___ TEXTO MOSTRADO ___
Por la ventana abierta del patio escucho una melodía:

¡Es el auténtico canto del Ama de Casa!

En el piso de arriba, “Gela”, soltera madurita, hija de viuda, cuidadora de su madre y su hermano también soltero (del que no se le conocía oficio), estaba haciendo la limpieza del hogar.

En aquellos tiempos, las mujeres de la casa, limpiaban y cantaban; algunas lo hacían muy bien, otras regular, y otras mal, pero todas cantaban.

Gela cantaba siempre la misma canción. A mí me trasportaba. La pieza estaba entonces de moda:

“India del Paraguay”


Es curioso, pero me consta que no se la sabía toda, solo entonaba dos o tres estrofas y las repetía, las repetía toda la mañana.

Yo lo prefería a la radio, también es verdad, que a esas horas, salvo que estuviese enfermo, no me dejaban ponerla.

Pero aquella mezcla de música acompasada con el ritmo que proporcionaba su actividad comunicaba un apacible sosiego que al oído me decía:

¡Nuestro mundo es pequeñito,nunca nos va a pasar nada estando en casa!¡Todo lo que pueda suceder está reducido a mi patio y mi escalera!

Por desgracia, vamos creciendo, nos vamos de nuestra escalera, vemos otros patios, en fin, que ocurren cosas.

Me hice mayor, las “Amas de Casa” dejaron de cantar, y los niños dejaron de oír ese vivo sonido producido por las mujeres, la tecnología y el desarrollo social les impidió sentir esas sensaciones.

Hoy los niños tienen mejores aparatos con los que se pueden escuchar buenas grabaciones, mejores sonidos (también peores); pero el sentimiento que trasmitía una señora enfaenada, demostrando su alegría, eso no lo recuperaremos.

El último vestigio de la canción del “Ama de Casa”, me lo contó un antiguo compañero de trabajo, hoy también jubilado:

Debe de hacer de esto unos quince años, en su edificio vivía una mujer encantadora y alegre, que mantenía esa antigua costumbre.

Pues bien, un vecino, meapilas malhumorado, presentó en una reunión de propietarios una queja sobre los cantos que nuestra “sirena” emitía en su laboreo.

Como no podía ser de otra manera, al agrio vecino, le calló una reprimenda por parte de la asamblea.

Ciertamente vamos perdiendo sensibilidad. ¿Qué será de nuestros niños sin los cantos de nuestras madres?

¡Rescatemos a nuestros Bardos y Bardas para amenizar nuestros hogares, nuestros barrios, nuestras escaleras!


sábado, 10 de agosto de 2013

El pecado de la “Carne”
___
LISTA DE TAREAS ::
1. Copia el fragmento del texto sobre el canto del Ama de Casa que empieza en "Hoy los niños" y termina en "en su laboreo.", pero cambia "vecino" por "inquilino".
2. Sigue escribiendo el texto mostrado a partir de su última línea.
___ MATERIAL ENTREGADO ___
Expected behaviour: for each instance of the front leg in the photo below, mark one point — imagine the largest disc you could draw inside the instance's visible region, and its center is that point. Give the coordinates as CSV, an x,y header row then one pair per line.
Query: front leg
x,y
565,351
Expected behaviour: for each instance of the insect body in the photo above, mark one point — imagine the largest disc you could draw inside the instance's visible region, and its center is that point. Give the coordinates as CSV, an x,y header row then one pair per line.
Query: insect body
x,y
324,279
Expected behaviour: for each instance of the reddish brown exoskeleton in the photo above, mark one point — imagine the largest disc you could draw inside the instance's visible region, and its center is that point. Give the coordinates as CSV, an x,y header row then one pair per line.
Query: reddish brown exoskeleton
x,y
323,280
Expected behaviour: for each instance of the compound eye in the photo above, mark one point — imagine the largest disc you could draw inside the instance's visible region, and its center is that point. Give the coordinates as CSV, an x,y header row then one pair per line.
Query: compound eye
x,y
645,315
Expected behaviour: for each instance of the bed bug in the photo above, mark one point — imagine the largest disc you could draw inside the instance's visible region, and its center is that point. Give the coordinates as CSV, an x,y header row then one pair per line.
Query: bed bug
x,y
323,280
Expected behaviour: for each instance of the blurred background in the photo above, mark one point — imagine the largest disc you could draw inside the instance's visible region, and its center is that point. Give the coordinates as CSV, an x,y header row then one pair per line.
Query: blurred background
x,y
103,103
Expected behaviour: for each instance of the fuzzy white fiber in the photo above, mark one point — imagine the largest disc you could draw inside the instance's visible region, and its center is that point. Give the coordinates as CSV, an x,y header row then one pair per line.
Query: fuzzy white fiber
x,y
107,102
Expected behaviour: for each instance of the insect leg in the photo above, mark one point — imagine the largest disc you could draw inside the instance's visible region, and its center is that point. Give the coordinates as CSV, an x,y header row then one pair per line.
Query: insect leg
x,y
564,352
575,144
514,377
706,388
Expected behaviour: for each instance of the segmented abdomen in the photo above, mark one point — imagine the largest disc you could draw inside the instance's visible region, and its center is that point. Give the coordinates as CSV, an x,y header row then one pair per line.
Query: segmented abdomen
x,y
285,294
___
TAREAS RESUELTAS ::
1.
Hoy los niños tienen mejores aparatos con los que se pueden escuchar buenas grabaciones, mejores sonidos (también peores); pero el sentimiento que trasmitía una señora enfaenada, demostrando su alegría, eso no lo recuperaremos.

El último vestigio de la canción del “Ama de Casa”, me lo contó un antiguo compañero de trabajo, hoy también jubilado:

Debe de hacer de esto unos quince años, en su edificio vivía una mujer encantadora y alegre, que mantenía esa antigua costumbre.

Pues bien, un inquilino, meapilas malhumorado, presentó en una reunión de propietarios una queja sobre los cantos que nuestra “sirena” emitía en su laboreo.

2.
P
ara hacer inteligible lo que me sucedió a mediados, o quizá a finales, de los años 50, deberé previamente, explicar ciertas situaciones, para mí, fundamentales en el relato.

Se supone que a los siete años, un niño como “es debido”, tiene la obligación de hacer la Primera Comunión. Por esta causa, a los cinco o seis años, deberá acudir sistemáticamente al Catecismo.

Como no podía ser menos, mis padres me enviaron a esta temprana edad al Catecismo de la Parroquia. No es que me quede en la mente muchos restos de aquel tiempo y lugar, pero algo sí.

Recuerdo la espera en el atrio de la Iglesia, los juegos con los otros niños antes de empezar, y la salida a trote limpio cuando terminaba el acto.

A la llegada de las “Señoritas” encargadas de la enseñanza, nos poníamos en fila, separados por sexos, y cada uno en el grupo que le correspondía por la edad.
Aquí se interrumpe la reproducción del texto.